┌─ PROVIDED INFORMATION

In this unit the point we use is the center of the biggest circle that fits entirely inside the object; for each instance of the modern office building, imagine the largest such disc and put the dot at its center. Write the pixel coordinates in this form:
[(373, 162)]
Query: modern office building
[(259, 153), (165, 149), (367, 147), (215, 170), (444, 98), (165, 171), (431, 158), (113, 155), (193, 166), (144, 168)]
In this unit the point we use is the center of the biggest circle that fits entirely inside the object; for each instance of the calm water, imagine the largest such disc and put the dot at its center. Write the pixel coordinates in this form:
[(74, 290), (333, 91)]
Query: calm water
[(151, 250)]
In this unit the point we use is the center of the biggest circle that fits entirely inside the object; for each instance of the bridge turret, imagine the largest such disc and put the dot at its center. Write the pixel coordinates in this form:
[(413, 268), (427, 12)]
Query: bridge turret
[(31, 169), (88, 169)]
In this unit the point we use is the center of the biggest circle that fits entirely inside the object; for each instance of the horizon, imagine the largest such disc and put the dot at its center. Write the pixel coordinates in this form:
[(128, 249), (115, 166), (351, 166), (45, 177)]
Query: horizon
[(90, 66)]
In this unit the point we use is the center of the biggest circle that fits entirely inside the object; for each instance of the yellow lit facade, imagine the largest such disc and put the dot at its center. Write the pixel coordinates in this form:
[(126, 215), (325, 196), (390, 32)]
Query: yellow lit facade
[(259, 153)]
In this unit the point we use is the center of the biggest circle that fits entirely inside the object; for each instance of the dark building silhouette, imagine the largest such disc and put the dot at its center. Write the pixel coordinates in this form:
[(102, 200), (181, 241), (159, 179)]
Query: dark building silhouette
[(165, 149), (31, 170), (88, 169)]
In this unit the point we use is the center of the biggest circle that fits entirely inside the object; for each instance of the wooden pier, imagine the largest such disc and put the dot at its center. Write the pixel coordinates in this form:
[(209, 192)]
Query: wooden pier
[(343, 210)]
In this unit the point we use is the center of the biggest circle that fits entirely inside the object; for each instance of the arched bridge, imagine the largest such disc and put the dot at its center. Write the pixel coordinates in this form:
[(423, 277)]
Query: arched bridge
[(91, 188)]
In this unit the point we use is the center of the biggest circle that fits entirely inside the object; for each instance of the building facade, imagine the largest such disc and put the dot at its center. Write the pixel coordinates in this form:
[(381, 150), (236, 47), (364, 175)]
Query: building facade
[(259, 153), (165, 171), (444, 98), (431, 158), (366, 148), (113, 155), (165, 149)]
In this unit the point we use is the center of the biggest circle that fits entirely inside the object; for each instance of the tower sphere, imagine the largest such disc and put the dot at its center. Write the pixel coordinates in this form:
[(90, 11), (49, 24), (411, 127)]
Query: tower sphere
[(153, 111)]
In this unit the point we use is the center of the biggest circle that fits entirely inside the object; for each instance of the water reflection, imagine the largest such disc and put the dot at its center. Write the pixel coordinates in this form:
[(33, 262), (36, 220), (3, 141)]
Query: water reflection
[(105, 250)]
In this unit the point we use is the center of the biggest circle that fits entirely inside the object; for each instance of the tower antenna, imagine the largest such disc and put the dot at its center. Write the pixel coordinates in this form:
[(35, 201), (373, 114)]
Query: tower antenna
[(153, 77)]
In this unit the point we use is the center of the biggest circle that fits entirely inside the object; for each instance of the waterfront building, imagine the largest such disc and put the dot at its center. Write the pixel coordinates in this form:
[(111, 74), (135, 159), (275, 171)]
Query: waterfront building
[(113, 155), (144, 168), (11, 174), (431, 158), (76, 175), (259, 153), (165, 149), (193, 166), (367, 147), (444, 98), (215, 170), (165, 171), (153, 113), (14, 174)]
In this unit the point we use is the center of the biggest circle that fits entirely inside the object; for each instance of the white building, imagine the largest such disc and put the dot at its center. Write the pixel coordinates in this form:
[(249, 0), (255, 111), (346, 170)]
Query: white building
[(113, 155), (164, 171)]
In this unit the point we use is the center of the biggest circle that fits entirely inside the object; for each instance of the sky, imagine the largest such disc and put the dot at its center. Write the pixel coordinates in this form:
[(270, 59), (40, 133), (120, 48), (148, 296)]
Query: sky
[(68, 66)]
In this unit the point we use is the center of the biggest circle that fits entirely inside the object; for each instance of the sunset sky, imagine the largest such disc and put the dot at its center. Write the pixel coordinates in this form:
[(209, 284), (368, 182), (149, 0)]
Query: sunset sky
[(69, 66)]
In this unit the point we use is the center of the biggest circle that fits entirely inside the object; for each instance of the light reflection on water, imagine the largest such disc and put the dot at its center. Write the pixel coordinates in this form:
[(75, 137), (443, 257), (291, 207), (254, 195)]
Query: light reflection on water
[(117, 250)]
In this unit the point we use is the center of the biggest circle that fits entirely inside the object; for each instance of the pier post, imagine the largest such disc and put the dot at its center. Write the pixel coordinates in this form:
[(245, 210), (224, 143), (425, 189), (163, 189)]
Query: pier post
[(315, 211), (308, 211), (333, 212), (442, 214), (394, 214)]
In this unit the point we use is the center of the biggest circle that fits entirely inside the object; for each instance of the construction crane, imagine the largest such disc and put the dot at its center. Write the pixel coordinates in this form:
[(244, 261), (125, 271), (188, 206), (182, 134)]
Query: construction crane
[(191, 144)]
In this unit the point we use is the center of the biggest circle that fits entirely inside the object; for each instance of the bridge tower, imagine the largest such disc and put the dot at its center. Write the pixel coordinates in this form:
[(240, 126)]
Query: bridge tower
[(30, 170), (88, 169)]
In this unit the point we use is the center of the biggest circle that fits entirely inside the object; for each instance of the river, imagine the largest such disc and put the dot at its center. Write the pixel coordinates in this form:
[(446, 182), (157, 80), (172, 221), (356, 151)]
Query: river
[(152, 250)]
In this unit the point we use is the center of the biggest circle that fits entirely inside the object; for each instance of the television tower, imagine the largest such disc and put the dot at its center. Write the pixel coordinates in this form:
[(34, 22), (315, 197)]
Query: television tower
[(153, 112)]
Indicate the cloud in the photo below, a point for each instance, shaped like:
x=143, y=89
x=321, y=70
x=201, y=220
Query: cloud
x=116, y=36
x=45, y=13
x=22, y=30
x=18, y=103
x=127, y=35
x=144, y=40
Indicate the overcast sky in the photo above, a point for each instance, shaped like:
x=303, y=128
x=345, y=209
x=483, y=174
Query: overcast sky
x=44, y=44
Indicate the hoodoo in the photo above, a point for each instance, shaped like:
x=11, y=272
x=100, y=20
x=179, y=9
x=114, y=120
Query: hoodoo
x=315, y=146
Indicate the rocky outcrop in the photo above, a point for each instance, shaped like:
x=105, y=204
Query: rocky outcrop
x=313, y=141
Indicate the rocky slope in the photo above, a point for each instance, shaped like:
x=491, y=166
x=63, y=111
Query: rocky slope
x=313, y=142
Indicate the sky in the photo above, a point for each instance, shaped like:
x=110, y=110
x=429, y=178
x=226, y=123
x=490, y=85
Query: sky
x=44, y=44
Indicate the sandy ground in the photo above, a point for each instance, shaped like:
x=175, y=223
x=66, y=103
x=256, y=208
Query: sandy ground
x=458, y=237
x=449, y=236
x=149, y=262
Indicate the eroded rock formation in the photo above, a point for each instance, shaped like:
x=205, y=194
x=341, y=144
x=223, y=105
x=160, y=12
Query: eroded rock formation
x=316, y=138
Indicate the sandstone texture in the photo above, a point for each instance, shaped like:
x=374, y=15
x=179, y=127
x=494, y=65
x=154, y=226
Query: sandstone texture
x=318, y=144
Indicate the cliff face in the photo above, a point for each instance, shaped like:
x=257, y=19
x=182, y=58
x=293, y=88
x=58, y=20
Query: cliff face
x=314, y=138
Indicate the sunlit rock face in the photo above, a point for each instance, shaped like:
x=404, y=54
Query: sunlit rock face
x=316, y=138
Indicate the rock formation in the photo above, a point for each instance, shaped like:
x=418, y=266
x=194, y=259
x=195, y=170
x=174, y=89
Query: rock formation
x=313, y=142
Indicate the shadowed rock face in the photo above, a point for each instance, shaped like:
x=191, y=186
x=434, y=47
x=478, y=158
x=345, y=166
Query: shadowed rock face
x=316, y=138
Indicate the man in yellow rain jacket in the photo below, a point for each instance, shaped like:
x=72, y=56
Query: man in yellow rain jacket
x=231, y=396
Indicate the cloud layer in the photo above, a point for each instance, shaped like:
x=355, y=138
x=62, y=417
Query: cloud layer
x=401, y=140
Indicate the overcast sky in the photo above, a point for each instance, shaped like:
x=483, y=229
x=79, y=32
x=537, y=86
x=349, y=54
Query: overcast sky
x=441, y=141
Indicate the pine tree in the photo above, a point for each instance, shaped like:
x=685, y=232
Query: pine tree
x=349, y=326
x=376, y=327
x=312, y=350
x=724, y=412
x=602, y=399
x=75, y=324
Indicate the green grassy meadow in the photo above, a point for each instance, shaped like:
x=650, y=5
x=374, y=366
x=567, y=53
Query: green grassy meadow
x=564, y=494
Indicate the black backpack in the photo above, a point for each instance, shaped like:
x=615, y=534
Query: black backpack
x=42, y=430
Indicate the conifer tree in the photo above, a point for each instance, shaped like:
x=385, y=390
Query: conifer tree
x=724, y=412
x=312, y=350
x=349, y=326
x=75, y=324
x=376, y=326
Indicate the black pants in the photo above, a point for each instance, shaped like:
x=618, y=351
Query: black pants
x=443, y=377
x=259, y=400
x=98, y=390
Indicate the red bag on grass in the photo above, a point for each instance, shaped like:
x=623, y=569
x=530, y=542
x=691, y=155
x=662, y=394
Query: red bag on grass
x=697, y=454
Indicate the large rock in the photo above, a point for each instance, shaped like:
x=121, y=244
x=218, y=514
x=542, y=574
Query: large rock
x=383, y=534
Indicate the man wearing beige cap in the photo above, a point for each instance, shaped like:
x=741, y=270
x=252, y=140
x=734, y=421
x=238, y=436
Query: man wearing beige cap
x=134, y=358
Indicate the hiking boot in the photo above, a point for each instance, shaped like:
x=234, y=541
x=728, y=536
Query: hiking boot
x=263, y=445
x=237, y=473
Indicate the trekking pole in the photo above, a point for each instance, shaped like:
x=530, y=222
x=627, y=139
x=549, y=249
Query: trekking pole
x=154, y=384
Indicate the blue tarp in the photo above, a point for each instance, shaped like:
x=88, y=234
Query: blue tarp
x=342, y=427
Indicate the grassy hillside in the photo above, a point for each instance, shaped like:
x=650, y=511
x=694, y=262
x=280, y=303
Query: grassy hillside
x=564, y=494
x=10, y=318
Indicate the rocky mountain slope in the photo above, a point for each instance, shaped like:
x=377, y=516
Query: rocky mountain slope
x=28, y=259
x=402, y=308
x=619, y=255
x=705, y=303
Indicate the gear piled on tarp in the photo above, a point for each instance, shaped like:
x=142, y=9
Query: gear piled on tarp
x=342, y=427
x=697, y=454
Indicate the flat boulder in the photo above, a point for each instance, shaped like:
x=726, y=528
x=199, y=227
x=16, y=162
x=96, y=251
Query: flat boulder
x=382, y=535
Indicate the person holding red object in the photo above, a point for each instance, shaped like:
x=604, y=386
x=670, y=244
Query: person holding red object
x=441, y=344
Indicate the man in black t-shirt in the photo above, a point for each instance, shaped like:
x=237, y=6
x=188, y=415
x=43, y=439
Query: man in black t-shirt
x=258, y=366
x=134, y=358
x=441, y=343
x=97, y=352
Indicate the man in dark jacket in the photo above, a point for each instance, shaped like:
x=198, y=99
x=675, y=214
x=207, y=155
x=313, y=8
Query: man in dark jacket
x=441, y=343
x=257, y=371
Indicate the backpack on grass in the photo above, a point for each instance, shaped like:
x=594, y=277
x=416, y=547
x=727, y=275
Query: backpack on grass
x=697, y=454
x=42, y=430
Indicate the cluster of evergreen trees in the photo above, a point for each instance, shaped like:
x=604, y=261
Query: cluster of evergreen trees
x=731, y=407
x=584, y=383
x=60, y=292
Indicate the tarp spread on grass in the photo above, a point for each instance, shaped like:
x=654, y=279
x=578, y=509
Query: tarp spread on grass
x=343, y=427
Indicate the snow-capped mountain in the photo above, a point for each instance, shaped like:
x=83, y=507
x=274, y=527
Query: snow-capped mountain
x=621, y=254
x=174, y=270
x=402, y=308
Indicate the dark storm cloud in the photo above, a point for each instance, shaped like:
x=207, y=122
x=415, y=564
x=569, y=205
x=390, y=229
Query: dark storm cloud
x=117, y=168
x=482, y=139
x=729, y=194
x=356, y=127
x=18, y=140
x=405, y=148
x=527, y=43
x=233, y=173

└─

_GOAL:_ Rewrite the stretch from the start of the items through the line containing "166), (144, 168)]", swapping "modern office building" for "glass office tower" and leaving everything else unchanged.

_OUTPUT:_
In this unit the point we use is the center of the biggest circle that fits entirely inside the object; for each instance of the glass office tower, imagine the largest such disc and put the dot at its center. Write the pixel coordinates in this form:
[(373, 162)]
Query: glass office tower
[(259, 153), (165, 149), (367, 147), (215, 170), (444, 98), (165, 171), (431, 158), (113, 155), (193, 166), (144, 168)]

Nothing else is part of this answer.